[Dataset items]
********************
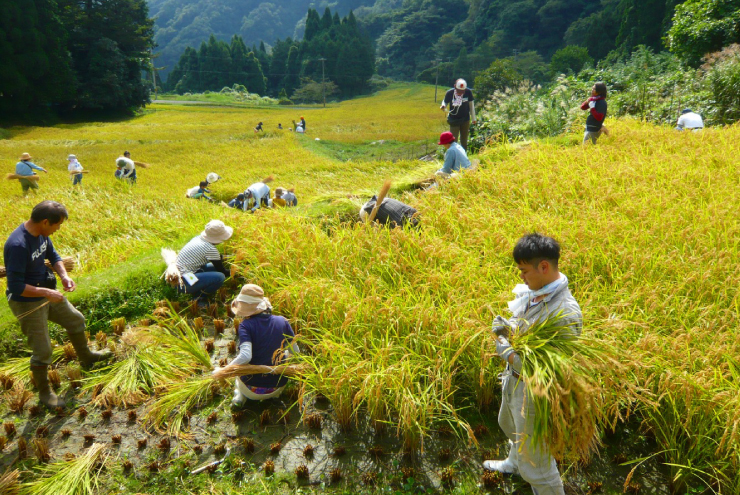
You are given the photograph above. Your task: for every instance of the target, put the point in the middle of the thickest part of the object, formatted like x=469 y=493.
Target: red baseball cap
x=446 y=138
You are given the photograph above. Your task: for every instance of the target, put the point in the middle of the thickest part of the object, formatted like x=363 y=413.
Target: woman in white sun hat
x=262 y=336
x=462 y=111
x=201 y=265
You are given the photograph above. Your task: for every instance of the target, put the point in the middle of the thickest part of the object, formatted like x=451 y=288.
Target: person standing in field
x=75 y=170
x=597 y=107
x=290 y=198
x=462 y=111
x=126 y=168
x=25 y=167
x=264 y=339
x=456 y=158
x=33 y=296
x=200 y=264
x=544 y=294
x=689 y=121
x=258 y=194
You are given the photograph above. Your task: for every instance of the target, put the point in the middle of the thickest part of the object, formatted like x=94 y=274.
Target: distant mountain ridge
x=183 y=23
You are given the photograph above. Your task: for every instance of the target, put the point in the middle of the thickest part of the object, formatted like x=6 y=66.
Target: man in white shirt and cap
x=689 y=121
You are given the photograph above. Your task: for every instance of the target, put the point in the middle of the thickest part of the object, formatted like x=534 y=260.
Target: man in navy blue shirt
x=34 y=298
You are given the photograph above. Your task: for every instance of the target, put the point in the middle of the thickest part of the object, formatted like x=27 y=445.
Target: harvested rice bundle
x=570 y=381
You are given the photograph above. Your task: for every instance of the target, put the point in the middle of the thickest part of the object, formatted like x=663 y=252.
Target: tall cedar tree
x=35 y=68
x=110 y=43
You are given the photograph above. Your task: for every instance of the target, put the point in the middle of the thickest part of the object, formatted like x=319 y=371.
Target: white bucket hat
x=216 y=232
x=250 y=301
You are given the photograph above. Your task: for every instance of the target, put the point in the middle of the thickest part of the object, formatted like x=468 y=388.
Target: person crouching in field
x=237 y=202
x=264 y=339
x=596 y=105
x=258 y=194
x=33 y=296
x=391 y=212
x=126 y=168
x=25 y=168
x=201 y=265
x=75 y=170
x=545 y=294
x=456 y=158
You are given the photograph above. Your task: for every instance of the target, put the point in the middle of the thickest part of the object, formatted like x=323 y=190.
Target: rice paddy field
x=397 y=390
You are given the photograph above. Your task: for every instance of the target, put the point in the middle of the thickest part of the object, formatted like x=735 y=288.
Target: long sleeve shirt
x=26 y=168
x=455 y=159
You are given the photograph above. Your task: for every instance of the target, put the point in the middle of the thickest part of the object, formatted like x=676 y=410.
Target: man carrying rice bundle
x=545 y=296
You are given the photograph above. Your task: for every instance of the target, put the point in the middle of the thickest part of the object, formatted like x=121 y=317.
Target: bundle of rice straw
x=171 y=274
x=236 y=370
x=69 y=265
x=16 y=176
x=575 y=385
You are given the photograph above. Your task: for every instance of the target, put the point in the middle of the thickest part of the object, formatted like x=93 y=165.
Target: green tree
x=703 y=26
x=569 y=59
x=35 y=68
x=500 y=75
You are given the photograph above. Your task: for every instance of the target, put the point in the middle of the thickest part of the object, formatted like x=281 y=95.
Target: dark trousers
x=461 y=130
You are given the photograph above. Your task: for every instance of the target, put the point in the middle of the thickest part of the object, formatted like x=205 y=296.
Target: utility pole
x=323 y=87
x=436 y=80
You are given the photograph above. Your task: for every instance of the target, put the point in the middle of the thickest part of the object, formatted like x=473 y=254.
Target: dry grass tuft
x=41 y=446
x=308 y=451
x=313 y=421
x=18 y=397
x=301 y=472
x=219 y=326
x=118 y=325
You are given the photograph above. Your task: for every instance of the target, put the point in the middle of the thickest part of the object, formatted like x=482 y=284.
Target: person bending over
x=201 y=265
x=34 y=299
x=264 y=339
x=456 y=158
x=544 y=294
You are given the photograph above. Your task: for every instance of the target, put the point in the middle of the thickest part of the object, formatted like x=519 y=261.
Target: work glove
x=502 y=326
x=504 y=350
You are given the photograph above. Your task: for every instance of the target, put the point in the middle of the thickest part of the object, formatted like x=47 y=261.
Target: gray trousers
x=461 y=130
x=36 y=328
x=534 y=462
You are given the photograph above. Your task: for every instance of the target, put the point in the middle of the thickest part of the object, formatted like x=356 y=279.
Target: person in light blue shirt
x=26 y=167
x=456 y=158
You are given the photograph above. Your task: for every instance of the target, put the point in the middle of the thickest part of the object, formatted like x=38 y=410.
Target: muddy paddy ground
x=292 y=444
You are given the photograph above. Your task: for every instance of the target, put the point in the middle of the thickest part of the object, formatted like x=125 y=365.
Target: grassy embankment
x=396 y=320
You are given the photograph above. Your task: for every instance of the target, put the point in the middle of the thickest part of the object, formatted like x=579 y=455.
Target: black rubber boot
x=46 y=395
x=84 y=354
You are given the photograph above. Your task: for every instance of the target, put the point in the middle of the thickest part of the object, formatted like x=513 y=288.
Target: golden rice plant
x=79 y=476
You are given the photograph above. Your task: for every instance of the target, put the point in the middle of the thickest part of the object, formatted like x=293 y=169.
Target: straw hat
x=250 y=301
x=216 y=232
x=446 y=138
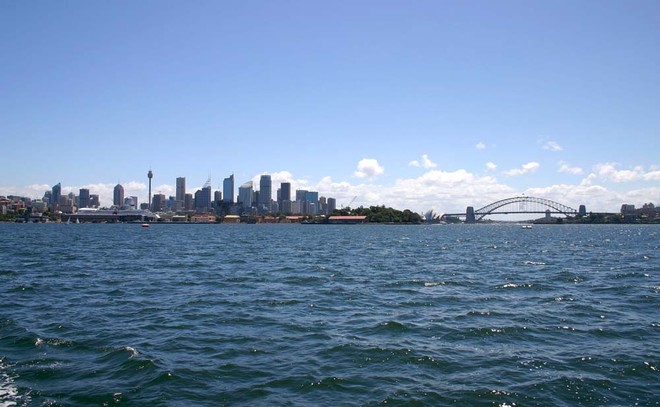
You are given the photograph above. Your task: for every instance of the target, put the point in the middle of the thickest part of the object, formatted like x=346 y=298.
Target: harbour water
x=208 y=315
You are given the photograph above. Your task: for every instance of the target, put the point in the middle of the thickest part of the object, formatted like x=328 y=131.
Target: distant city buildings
x=249 y=200
x=118 y=195
x=228 y=189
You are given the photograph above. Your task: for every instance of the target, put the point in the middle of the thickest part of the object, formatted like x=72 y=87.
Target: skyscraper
x=181 y=190
x=245 y=194
x=203 y=199
x=118 y=195
x=83 y=198
x=265 y=192
x=285 y=187
x=55 y=196
x=284 y=198
x=228 y=189
x=150 y=175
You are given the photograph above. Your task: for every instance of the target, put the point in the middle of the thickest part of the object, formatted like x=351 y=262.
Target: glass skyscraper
x=228 y=189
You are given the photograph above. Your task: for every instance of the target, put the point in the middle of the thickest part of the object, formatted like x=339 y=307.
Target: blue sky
x=411 y=104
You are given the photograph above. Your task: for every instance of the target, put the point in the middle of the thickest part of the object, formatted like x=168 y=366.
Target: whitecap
x=131 y=350
x=8 y=390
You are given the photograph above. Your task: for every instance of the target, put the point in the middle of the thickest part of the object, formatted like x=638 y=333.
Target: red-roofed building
x=347 y=219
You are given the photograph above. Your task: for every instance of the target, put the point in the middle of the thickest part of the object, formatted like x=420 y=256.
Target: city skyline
x=425 y=105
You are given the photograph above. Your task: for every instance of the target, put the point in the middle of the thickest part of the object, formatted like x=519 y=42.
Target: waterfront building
x=203 y=199
x=83 y=198
x=228 y=189
x=56 y=194
x=188 y=202
x=94 y=201
x=311 y=202
x=265 y=192
x=284 y=194
x=245 y=193
x=130 y=202
x=180 y=192
x=118 y=195
x=332 y=206
x=158 y=202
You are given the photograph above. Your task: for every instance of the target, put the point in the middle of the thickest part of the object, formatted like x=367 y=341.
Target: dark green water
x=183 y=315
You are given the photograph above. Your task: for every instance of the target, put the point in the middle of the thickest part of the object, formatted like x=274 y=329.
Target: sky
x=412 y=104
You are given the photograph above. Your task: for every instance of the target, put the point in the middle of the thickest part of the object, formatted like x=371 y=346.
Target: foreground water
x=329 y=315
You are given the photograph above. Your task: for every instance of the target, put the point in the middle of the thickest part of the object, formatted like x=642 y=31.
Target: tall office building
x=285 y=191
x=188 y=202
x=94 y=201
x=83 y=198
x=332 y=206
x=245 y=192
x=55 y=195
x=228 y=189
x=181 y=189
x=265 y=192
x=203 y=199
x=312 y=202
x=158 y=202
x=118 y=195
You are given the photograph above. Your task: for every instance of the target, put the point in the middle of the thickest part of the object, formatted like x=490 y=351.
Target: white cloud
x=609 y=172
x=368 y=168
x=565 y=168
x=525 y=169
x=652 y=176
x=426 y=163
x=552 y=146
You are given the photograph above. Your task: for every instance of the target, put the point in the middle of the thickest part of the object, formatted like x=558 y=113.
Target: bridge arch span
x=546 y=204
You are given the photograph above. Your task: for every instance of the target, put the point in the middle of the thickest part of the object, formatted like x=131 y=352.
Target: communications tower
x=150 y=175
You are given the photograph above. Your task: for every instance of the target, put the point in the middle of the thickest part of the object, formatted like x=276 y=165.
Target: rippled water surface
x=181 y=315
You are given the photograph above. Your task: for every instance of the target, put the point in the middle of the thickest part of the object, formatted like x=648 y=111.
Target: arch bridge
x=515 y=205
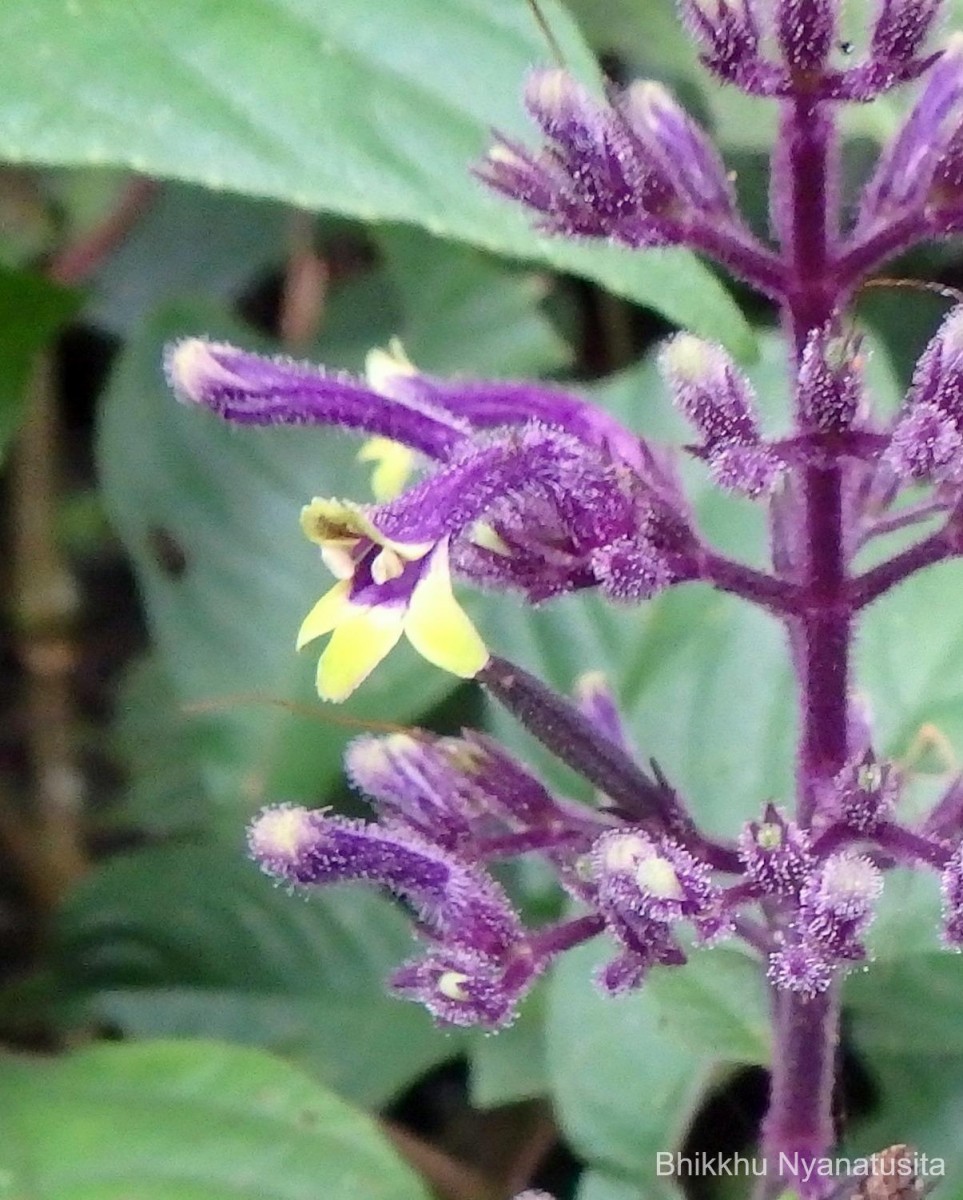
********************
Exercise details:
Can you output the items between the lines holding "like x=319 y=371." and "x=545 y=296", inclusive, as a two-column CSV with columns text and answer, one row per item? Put each value in a single quoted field, with line breaks turned into spaces.

Final result:
text,answer
"You are given the photograph above. Your task: for every instance of the target, put the point in the middle of the thickest part of the object, formatted like x=319 y=371. Target: white bucket hat","x=216 y=232 x=250 y=301"
"You are given the photograph above. Your task: for every instance of the target, put the point in the middle of the thickest part of the object, formatted like x=468 y=388. Target: person crouching in field","x=237 y=202 x=264 y=339 x=596 y=105 x=258 y=194 x=33 y=296 x=391 y=212 x=126 y=168 x=25 y=168 x=201 y=265 x=75 y=170 x=545 y=294 x=456 y=158"
"You are given the photograph above. Your task: for every instance of the target, put the point in the middle of the thickest part of the object, formatted like x=323 y=190. Target: rice paddy field","x=397 y=390"
"You are given the photograph above. Your task: for every instance of the target, put the point in the middle of the thickest part of the object, formatted like x=735 y=288. Target: long sleeve shirt","x=26 y=168 x=455 y=159"
"You are given the photograph above. Your task: for every instance of the target, put the point in the middle of the thickest part of the object, formatted like x=676 y=410. Target: man carrying rice bundle","x=545 y=296"